WHAT THE TASK ASKS: Gather every line of the records below that contains the word "rose", copying each one unchanged.

SUPPLIED MATERIAL:
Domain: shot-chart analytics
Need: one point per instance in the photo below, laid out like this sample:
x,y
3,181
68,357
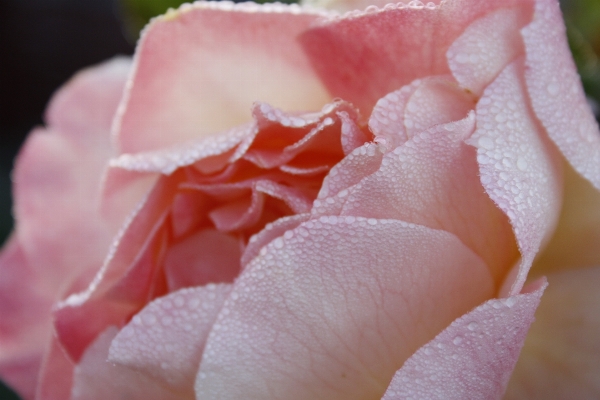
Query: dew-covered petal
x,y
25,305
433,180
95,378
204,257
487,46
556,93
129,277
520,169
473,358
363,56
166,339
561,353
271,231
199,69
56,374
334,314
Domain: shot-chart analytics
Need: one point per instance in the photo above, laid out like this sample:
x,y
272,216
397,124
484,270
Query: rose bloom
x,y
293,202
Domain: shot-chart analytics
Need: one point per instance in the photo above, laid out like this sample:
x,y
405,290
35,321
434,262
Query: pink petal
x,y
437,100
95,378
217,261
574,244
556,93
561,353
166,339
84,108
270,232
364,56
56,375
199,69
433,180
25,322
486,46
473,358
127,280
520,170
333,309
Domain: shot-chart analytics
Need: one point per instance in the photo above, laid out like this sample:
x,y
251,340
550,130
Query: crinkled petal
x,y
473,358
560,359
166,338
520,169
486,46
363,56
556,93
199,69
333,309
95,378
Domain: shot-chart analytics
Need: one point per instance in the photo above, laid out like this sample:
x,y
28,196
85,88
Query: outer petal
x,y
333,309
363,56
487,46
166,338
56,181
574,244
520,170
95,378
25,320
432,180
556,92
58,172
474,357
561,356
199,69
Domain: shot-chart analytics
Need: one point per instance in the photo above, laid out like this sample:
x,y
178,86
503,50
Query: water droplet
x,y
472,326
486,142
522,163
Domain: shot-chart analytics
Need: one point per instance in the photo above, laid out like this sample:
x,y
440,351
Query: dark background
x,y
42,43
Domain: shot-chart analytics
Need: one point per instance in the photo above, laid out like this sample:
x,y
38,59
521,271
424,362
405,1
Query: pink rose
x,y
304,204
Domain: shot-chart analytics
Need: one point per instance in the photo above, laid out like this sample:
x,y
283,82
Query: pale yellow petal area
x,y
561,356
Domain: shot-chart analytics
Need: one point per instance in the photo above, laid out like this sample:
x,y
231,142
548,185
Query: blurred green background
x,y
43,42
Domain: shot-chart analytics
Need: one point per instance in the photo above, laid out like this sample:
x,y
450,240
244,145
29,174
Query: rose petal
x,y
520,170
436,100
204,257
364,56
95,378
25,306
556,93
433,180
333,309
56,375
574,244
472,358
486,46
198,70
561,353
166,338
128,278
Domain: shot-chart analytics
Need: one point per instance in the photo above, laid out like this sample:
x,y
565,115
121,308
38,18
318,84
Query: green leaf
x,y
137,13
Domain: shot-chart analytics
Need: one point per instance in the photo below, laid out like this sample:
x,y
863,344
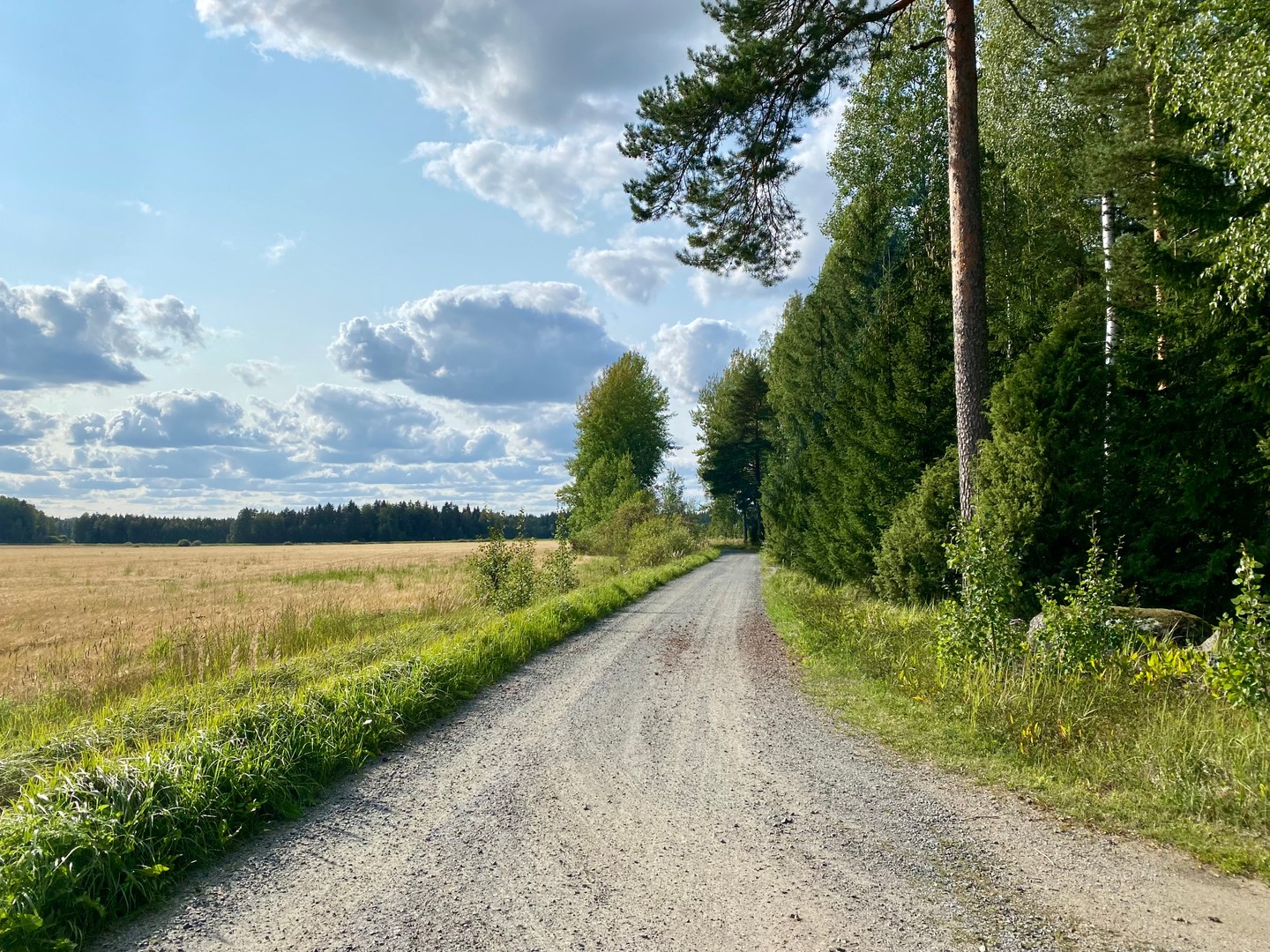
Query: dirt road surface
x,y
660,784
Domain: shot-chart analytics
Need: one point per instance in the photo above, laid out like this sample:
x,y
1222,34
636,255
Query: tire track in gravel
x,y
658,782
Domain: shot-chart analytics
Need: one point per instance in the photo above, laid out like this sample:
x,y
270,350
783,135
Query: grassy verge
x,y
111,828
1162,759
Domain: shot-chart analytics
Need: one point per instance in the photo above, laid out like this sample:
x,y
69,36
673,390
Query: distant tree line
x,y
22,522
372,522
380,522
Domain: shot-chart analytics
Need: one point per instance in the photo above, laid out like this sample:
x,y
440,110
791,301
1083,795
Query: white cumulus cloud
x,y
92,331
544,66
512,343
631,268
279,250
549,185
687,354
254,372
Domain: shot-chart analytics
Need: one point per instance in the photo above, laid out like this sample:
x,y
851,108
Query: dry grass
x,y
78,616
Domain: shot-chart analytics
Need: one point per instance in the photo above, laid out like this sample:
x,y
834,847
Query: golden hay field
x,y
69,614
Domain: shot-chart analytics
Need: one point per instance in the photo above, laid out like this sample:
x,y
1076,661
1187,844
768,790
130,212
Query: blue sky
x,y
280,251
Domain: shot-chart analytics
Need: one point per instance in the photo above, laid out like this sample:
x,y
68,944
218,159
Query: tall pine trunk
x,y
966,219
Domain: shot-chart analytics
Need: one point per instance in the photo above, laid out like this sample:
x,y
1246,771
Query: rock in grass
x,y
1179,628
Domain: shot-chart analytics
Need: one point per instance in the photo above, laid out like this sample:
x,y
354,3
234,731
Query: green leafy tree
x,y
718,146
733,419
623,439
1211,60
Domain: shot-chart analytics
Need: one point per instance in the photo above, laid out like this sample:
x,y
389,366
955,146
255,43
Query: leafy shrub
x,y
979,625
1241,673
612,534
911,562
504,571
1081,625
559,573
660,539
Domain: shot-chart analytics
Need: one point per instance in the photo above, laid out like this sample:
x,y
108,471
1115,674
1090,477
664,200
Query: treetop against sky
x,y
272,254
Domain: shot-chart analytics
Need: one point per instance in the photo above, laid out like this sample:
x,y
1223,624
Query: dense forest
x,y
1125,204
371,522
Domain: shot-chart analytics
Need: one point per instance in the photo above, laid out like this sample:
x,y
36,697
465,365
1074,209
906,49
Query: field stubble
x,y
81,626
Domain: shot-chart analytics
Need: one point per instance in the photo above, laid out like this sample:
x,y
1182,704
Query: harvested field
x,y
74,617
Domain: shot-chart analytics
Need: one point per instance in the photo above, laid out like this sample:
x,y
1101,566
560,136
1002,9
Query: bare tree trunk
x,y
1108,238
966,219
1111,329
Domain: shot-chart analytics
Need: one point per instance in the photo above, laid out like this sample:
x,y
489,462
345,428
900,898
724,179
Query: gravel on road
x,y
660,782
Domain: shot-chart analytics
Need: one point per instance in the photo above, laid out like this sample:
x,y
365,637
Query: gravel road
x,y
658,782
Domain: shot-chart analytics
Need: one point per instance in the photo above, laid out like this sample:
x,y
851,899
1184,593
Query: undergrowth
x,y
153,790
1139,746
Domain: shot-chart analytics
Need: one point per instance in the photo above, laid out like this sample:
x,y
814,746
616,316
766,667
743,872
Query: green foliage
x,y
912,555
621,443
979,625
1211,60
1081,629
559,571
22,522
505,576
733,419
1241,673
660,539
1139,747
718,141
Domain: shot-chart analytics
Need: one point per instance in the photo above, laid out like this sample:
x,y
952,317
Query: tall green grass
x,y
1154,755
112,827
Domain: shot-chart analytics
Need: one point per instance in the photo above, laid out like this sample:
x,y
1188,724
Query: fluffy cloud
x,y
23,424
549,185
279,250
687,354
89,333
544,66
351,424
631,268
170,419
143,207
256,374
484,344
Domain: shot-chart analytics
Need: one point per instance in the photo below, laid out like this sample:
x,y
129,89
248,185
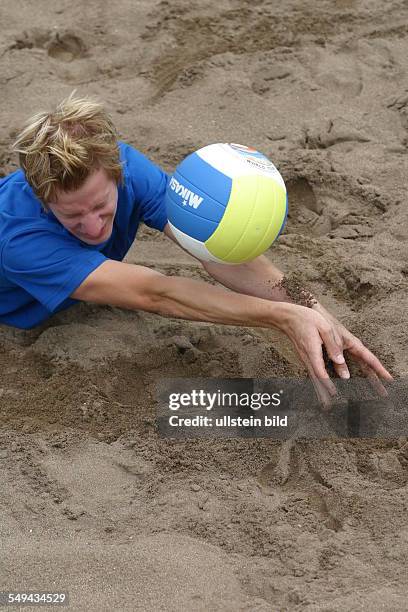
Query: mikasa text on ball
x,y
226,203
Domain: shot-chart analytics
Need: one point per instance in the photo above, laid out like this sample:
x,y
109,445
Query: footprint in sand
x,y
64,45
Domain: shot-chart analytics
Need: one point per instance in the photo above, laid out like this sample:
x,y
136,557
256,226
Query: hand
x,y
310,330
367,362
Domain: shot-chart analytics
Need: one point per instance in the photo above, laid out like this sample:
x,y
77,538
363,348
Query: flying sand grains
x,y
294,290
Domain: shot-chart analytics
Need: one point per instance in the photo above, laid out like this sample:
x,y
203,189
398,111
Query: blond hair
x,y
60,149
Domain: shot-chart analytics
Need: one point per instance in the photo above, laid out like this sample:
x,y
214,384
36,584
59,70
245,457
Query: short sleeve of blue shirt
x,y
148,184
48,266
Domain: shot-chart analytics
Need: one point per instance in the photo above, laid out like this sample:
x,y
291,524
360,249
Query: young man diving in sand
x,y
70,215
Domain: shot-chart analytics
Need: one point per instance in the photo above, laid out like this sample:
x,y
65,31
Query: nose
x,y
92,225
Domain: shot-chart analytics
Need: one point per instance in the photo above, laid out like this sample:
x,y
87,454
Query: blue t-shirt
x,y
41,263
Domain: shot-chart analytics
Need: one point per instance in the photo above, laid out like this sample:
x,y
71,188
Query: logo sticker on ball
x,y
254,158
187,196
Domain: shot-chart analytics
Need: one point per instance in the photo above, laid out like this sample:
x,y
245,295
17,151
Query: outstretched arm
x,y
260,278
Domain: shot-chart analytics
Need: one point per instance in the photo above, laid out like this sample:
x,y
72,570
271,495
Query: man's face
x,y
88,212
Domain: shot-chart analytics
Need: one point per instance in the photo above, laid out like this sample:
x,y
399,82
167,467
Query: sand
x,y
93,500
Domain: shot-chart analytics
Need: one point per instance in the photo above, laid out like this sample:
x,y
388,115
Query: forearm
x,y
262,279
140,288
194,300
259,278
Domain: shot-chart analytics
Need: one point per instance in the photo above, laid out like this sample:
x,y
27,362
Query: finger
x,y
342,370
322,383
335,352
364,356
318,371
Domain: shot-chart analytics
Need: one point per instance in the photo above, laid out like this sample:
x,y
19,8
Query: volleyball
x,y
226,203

SOLUTION TO THE EXERCISE:
Query: rose bloom
Query: pink rose
Query: rose petal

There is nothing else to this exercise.